## What to do
Retype, without alteration, each line from the line containing "Query: house facade" to the final line of the records.

(Pointing dataset records)

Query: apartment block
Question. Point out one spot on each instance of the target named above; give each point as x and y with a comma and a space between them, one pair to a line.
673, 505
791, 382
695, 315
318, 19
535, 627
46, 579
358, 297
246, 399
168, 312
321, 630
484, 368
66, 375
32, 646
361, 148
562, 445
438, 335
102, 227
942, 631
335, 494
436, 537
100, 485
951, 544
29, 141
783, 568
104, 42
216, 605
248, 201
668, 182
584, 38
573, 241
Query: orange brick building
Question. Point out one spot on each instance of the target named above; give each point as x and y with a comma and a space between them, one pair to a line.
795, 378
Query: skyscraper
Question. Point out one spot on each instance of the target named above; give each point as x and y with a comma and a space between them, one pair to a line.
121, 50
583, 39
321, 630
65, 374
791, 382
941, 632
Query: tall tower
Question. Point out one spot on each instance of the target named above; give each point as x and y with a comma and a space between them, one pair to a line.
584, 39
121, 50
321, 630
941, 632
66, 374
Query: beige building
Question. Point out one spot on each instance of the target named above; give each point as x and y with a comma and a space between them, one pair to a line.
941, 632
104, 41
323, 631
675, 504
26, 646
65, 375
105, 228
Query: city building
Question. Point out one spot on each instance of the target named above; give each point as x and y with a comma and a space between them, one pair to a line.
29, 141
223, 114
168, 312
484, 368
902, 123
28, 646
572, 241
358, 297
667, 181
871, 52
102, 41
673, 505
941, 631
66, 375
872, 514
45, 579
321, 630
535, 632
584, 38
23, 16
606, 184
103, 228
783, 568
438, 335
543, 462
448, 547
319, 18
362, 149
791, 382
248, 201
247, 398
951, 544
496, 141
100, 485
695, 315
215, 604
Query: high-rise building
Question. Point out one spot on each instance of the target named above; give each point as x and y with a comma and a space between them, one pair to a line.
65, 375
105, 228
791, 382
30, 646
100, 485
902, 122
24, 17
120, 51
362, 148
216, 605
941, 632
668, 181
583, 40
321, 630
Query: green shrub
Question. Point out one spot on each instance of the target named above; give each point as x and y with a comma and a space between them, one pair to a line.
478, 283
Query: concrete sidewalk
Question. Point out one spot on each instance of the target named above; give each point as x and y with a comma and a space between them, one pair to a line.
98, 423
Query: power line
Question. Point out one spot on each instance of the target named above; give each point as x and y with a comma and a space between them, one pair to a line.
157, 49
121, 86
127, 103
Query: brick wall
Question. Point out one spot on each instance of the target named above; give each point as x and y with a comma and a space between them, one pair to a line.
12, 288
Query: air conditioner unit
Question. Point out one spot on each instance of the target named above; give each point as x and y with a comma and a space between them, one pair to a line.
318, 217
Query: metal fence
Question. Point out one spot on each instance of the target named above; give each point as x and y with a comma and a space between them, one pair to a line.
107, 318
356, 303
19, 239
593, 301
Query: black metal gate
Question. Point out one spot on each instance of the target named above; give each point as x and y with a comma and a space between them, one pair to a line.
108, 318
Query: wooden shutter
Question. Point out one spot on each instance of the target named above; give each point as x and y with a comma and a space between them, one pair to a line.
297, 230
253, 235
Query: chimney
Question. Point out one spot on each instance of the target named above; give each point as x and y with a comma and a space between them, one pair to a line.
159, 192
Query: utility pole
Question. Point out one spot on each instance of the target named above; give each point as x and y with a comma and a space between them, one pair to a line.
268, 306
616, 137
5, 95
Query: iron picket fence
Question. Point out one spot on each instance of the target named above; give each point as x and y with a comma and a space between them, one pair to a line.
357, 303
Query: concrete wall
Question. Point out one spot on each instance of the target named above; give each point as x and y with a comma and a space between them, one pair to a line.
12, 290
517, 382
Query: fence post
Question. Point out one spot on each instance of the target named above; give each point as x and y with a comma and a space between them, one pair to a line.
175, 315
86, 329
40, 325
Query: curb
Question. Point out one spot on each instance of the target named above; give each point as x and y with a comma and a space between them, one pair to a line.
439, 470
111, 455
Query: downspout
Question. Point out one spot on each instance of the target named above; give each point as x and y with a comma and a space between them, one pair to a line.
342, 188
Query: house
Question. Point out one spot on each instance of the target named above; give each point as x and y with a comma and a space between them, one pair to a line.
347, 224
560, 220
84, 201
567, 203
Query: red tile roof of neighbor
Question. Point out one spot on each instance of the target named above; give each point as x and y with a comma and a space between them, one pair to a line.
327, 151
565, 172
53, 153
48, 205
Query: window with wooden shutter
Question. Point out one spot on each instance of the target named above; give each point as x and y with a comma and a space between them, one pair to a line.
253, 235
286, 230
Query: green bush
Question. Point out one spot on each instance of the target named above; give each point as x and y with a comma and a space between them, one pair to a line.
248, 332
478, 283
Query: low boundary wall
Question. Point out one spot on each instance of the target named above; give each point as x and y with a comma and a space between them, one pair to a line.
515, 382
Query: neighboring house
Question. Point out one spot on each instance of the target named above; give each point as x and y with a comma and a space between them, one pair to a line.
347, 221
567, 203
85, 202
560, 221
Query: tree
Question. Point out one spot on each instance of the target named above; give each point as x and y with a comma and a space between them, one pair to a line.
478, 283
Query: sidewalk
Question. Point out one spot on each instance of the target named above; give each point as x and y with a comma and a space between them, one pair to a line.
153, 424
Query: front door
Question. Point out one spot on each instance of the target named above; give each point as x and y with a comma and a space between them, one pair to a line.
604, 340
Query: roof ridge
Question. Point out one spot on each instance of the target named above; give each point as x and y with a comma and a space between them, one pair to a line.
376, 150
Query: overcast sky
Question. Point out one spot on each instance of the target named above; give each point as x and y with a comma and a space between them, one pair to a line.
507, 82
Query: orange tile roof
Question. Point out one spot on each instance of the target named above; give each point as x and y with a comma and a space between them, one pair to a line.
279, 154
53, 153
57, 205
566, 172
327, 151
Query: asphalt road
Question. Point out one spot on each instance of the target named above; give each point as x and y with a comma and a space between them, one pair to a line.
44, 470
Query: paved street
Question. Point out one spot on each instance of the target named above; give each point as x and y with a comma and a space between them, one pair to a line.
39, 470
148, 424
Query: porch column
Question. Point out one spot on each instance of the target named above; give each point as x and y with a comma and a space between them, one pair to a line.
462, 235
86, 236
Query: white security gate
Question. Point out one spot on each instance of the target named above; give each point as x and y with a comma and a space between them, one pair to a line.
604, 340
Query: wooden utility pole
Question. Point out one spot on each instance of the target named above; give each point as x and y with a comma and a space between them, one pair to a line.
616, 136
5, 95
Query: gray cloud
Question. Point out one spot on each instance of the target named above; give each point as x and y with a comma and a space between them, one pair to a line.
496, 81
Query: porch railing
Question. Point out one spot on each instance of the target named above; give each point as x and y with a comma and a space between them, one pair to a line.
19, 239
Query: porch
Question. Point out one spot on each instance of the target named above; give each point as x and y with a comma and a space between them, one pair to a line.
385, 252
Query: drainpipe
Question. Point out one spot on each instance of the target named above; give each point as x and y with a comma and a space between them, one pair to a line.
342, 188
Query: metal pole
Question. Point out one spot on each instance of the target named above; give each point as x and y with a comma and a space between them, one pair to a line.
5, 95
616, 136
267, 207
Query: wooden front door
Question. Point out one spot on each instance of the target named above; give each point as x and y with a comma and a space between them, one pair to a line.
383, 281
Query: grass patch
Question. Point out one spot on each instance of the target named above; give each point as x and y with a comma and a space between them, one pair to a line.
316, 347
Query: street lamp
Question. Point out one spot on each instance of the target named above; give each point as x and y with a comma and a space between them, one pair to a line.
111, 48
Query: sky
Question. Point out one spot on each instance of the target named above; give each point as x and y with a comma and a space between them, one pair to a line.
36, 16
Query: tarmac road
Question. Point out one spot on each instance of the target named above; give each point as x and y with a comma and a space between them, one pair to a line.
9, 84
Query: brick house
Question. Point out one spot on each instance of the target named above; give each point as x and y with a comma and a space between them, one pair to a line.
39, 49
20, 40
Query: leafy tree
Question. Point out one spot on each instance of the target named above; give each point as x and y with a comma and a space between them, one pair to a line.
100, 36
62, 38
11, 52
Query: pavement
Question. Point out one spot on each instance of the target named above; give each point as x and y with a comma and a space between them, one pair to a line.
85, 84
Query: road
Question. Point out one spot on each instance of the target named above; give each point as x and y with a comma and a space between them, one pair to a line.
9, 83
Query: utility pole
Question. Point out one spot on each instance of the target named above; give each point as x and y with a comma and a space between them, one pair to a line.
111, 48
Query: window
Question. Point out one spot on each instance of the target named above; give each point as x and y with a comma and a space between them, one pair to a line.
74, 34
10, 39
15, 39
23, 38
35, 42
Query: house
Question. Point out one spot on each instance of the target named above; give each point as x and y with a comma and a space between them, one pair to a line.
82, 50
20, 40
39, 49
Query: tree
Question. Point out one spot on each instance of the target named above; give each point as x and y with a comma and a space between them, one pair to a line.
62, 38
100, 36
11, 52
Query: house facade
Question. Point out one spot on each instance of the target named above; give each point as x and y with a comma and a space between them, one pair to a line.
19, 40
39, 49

## Reply to the task
Query: house facade
Question. Point out one spot on each instance of the target named above; give each point as x and y with a comma and a space between them, one pair to a line.
19, 40
39, 49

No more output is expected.